Task instructions
**A)** In the session descriptions, which publication featured Vision Critical's research on social media and purchasing in its July 2013 issue?
**B)** Pull out every line of the records that contains the word "ball". Case counts.

Source document
This session presents a new form of social media analysis that combines social and survey data. We’ll share the results of three demonstration projects based on social media and survey data from 6,000 respondents. We’ll show how this sheds light on some of the more mysterious corners of the social web, helping us to understand variations in online engagement, media consumption and purchasing among different types of social media users. 

Whether you’re looking for fresh insights on what makes social media users tick, or trying to expand your own monitoring and analytics program, this session will give you a first look at the latest research and research methods.

Social to sale: How social media drives purchasing

Today’s social media users love to tweet about the latest gadget, Facebook the deals they’ve turned up, and use Pinterest to catalog the design objects they’re lusting after. But how does all that social media activity translate into actual purchasing?

This panel answers that question with data from Vision Critical’s three-year investigation of the impact of social media on consumer buying habits. As featured in the July 2013 issue of the Harvard Business Review, this research provides unprecedented insight into key factors like the way consumers say social sharing influences their purchase decisions, the length of time between sharing and purchase, and where social networks diverge in how they drive spending.

These insights come from a series of seven surveys conducted over 18 months, including a study of 80,000 social media users (the world’s largest to date.) This research will be updated with a 2013 study whose results will be released at SXSW 2014.

Beyond unplugging: how to stay sane online

With Lauren Bacon, Alex Soojung-Kim Pang, Ph.D. and Rohan Gunatillake

If abstinence education can’t stop teens from getting pregnant, why are we preaching digital abstinence as the cure for information overload and online distraction? In this session we’ll dig into our digital and personal toolboxes to share the practices, habits, apps and gadgets that can foster a healthy relationship to technology.

Countless articles explain how to “unplug” and take internet sabbaticals – a kind of binge/purge approach to online living. This session’s speakers will kick off the conversation with their own thoughts and suggestions for how to find a middle way, and then open the floor for your ideas and tips: How do you maintain your health, sanity, and relationships while using tech tools?

If you worry that you shouldn’t be checking your iPhone in bed, but you’re not prepared to do something as radical as actually turning it off, this session is your chance to find and share strategies and ideas for staying sane and online.

Supplied records
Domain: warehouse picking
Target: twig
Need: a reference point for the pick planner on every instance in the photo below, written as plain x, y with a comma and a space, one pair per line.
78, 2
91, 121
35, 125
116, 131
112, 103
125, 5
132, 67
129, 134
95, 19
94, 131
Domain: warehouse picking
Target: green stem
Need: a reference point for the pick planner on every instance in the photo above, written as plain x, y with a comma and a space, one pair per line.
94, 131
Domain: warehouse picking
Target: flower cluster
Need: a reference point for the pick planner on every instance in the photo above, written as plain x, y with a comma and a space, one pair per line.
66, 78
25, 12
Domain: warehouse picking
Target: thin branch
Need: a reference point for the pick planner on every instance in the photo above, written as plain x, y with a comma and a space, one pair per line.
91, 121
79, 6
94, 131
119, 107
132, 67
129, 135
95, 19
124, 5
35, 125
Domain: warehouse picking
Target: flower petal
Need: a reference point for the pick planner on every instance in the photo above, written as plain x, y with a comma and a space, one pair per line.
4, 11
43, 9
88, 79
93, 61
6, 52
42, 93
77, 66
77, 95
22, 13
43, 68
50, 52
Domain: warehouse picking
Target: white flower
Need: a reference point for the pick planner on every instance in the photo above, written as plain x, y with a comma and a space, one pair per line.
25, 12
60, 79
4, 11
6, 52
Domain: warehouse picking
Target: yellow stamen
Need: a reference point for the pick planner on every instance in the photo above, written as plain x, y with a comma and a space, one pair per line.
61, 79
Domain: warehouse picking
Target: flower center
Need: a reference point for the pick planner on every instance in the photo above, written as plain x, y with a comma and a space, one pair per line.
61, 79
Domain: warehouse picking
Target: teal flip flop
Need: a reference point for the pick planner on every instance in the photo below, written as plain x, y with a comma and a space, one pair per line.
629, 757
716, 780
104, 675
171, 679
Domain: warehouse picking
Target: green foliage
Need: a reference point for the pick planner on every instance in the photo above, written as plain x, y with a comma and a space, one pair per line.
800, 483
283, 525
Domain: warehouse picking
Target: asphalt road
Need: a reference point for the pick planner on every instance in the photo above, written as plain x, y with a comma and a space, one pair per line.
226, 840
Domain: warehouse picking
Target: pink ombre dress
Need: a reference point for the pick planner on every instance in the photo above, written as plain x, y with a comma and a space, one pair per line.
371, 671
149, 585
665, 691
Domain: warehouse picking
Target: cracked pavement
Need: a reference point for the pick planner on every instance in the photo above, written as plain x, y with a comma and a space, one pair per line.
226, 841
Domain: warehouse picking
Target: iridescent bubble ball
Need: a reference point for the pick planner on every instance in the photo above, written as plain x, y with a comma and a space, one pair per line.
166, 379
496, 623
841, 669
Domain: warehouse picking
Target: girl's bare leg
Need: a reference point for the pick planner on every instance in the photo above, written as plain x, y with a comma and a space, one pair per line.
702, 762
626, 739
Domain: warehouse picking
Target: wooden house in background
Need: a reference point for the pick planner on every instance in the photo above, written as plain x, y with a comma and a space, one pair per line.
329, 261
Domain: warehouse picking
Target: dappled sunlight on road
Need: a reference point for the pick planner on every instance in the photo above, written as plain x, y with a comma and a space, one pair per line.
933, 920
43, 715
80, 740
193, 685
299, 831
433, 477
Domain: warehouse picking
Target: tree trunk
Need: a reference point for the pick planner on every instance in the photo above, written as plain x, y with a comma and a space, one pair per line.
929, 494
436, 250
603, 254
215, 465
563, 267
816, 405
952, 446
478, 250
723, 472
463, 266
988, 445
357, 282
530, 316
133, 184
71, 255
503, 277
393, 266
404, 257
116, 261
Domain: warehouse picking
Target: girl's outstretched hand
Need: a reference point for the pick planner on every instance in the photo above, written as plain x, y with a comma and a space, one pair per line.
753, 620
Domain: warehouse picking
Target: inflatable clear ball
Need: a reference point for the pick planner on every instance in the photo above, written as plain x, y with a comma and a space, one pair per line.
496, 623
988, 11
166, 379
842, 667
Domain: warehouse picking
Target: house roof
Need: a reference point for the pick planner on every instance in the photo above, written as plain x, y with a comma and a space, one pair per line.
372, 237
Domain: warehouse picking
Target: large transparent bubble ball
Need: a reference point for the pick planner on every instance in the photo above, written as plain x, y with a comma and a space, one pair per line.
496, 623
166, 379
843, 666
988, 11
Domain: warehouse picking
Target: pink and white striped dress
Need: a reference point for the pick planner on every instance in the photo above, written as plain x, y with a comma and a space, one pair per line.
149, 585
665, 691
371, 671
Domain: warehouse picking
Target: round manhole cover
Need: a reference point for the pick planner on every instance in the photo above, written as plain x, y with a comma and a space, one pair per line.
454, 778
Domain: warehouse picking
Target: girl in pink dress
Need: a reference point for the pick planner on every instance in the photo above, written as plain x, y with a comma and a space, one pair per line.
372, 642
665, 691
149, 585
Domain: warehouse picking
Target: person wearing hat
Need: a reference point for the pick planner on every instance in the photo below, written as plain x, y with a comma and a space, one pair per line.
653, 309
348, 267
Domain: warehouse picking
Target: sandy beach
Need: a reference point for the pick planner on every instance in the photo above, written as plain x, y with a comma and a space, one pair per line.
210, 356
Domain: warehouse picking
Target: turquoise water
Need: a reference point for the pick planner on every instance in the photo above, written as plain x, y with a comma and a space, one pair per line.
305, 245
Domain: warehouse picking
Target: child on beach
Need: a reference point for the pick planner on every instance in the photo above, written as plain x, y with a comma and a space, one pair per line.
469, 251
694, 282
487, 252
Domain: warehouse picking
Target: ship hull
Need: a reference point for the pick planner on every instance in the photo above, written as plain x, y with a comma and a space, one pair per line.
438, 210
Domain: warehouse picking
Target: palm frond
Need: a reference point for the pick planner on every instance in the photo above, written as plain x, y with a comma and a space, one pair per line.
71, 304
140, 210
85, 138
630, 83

Complete answers
**A)** The Harvard Business Review

**B)**
Target: iridescent bubble ball
Target: inflatable clear ball
Target: large transparent bubble ball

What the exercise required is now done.